[Pointing records for named objects]
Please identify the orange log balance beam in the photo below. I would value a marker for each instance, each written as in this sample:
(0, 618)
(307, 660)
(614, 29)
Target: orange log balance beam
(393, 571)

# Goal of the exercise
Rewrite the entries, changing every "orange" to "red" and leaving all other text unchanged.

# Result below
Please identify the red log balance beam in the photo below. I would value a marker for each instance, each written as in this sample:
(0, 618)
(307, 660)
(614, 29)
Target: red log balance beam
(393, 571)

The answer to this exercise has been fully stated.